--- Verilen Görev 1 ---
Aşağıdaki satırlardan "wagon" kelimesini içerenlerin her birini hiç değiştirmeden göster.

-------- Metin Bölümü

Son cumhurbaşkanlığı yarışını Emmanuel Macron karşısında kaybeden aşırı sağ Ulusal Bütünleşme (RN) partisinin Meclis’teki grup başkanı Marine Le Pen, üst üste yapılan 3 ayrı ankette, karşısına hangi aday çıkarsa çıksın açık arayla birinci geliyor.

Harris Interactive'in Çarşamba günü Challenges dergisi için yaptığı ankete göre Marine Le Pen, rakibi kim olursa olsun, oyların yüzde 30 ila 33'ünü alarak 2027’deki cumhurbaşkanlığı seçiminin ilk turunda lider konumda bulunuyor.

Le Pen’in en yakın rakibi ise merkez sağın aday olmak isteyen önemli isimlerinden eski Başbakan Edouard Philippe. Philippe, aday olması durumunda, ilk turda yüzde 22 oy alabiliyor.

Marine Le Pen’e rakip olması muhtemel adaylardan radikal sol lider Jean-Luc Melenchon ise ancak yüzde 16-17, iktidar partisinden Maliye Bakanı Bruno Le Maire aday olursa da ilk turda yüzde 16 oy alabiliyor.

Aşırı sağ artık korkutmuyor

Elabe araştırma şirketinin BFM TV için bu sabah yayınladığı bir başka ankete göre de, katılanların yüzde 47'si, 40 yıldır Fransız siyasetinin ‘kara kedisi’ olan ve her seçimde sağ ve solun karşısında ‘cumhuriyetçi cepheyi’ kurarak birleştiği Ulusal Bütünleşme (Rassemblement National) partisi, artık Fransızlar'ı korkutmuyor. Anket, partisini ‘şeytanileştirme’ çabalarından uzaklaştırmak için merkez sağ bir söylem kullanarak oylarını yükselten Marine Le Pen’in bu stratejisinin uzun vadede başarılı olduğunu ortaya koyuyor.

----------------

--- Verilen Görev 2 ---
Le Pen anketleriyle ilgili metinden "Marine Le Pen’e" ile başlayıp "olduğunu ortaya koyuyor." ile biten kısmı, bu iki yer de dahil, harfi harfine yaz.

-------- Verilen Satırlar

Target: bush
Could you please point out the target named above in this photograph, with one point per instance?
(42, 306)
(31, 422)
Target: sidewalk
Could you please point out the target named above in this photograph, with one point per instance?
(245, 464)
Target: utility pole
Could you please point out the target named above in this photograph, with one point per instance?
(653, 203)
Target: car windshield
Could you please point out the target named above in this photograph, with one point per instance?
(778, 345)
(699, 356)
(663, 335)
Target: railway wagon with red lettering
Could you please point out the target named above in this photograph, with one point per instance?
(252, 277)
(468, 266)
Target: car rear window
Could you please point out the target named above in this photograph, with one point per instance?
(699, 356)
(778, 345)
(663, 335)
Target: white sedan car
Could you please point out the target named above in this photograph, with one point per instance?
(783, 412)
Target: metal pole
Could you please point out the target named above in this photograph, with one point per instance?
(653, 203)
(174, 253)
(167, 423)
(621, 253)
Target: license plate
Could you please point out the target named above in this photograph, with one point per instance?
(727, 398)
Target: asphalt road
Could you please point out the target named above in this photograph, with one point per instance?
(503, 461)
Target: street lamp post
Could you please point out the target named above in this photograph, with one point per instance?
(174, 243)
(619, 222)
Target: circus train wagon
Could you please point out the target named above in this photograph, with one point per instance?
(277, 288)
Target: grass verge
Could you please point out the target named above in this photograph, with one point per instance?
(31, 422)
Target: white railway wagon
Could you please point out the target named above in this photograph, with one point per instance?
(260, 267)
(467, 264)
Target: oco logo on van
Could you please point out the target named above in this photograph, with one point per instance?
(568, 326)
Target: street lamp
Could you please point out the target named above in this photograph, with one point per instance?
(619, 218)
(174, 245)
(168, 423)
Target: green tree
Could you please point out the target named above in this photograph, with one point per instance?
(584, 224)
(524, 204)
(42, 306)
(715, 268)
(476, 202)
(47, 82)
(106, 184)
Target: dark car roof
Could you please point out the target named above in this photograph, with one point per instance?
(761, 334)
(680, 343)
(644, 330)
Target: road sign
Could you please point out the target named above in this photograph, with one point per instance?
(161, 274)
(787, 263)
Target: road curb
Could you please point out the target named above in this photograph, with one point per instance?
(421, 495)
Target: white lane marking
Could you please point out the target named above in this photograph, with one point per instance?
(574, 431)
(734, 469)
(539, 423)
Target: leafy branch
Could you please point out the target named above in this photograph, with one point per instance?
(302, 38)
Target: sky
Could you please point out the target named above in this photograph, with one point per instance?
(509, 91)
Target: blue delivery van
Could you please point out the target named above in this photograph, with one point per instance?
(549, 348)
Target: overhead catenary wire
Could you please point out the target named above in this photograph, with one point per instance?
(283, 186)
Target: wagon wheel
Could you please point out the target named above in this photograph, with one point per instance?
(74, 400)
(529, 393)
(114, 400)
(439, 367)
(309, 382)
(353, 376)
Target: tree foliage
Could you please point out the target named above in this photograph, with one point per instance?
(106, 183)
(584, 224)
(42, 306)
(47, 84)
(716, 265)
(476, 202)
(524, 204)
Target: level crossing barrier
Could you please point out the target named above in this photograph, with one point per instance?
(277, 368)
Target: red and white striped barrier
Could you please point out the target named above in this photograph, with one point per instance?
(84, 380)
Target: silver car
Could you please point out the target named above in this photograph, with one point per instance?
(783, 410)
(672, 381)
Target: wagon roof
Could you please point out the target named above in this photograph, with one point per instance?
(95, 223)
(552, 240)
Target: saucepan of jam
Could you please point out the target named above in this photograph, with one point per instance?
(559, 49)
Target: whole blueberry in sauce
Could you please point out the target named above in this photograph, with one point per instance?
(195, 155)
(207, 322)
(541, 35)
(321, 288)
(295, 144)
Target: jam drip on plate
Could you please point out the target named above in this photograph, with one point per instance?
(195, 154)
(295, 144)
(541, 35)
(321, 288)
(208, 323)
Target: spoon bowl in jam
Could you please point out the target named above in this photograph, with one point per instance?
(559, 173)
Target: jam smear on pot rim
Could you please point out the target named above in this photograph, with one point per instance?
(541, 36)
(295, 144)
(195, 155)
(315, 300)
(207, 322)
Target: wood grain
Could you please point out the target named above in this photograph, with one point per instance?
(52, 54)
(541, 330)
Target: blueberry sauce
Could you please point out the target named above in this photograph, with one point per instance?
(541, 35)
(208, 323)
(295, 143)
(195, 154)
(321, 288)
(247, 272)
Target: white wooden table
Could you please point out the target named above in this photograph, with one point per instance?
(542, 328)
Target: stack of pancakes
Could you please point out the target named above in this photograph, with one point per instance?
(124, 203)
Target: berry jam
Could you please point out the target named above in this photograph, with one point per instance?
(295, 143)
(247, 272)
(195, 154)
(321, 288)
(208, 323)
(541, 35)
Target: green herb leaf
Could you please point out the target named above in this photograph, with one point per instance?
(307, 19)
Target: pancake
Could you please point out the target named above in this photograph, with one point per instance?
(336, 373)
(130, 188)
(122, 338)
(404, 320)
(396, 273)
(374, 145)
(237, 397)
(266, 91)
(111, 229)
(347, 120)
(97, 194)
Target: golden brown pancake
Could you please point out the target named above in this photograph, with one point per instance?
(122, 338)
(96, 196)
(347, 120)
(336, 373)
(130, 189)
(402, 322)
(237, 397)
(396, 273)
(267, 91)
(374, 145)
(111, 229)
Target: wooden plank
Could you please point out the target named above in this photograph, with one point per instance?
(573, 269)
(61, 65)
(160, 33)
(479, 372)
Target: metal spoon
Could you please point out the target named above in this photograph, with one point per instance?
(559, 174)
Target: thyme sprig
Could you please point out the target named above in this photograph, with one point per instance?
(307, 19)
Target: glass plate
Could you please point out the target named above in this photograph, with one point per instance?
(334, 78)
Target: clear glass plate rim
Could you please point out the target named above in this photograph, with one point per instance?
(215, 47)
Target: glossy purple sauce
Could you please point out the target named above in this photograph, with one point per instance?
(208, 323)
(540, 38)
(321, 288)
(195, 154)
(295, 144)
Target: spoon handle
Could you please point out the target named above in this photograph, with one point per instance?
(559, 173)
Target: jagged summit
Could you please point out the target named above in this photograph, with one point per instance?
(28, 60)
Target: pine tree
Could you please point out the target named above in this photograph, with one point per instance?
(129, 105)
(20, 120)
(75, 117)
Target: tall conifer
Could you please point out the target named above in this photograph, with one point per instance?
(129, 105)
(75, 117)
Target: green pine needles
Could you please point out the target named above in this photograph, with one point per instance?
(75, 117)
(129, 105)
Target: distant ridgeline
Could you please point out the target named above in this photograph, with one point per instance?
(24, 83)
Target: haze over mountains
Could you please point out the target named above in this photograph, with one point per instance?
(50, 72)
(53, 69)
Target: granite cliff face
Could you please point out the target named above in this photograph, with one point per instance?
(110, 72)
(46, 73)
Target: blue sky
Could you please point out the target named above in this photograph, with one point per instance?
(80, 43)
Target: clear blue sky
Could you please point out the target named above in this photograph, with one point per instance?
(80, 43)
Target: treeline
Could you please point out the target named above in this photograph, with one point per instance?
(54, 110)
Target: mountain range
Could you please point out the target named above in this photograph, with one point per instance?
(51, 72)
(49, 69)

----------------

--- Alıştırma Sonucu 1 ---
Target: railway wagon with red lettering
Target: circus train wagon
Target: white railway wagon
Target: wagon wheel
Target: wagon roof

--- Alıştırma Sonucu 2 ---
Marine Le Pen’e rakip olması muhtemel adaylardan radikal sol lider Jean-Luc Melenchon ise ancak yüzde 16-17, iktidar partisinden Maliye Bakanı Bruno Le Maire aday olursa da ilk turda yüzde 16 oy alabiliyor.

Aşırı sağ artık korkutmuyor

Elabe araştırma şirketinin BFM TV için bu sabah yayınladığı bir başka ankete göre de, katılanların yüzde 47'si, 40 yıldır Fransız siyasetinin ‘kara kedisi’ olan ve her seçimde sağ ve solun karşısında ‘cumhuriyetçi cepheyi’ kurarak birleştiği Ulusal Bütünleşme (Rassemblement National) partisi, artık Fransızlar'ı korkutmuyor. Anket, partisini ‘şeytanileştirme’ çabalarından uzaklaştırmak için merkez sağ bir söylem kullanarak oylarını yükselten Marine Le Pen’in bu stratejisinin uzun vadede başarılı olduğunu ortaya koyuyor.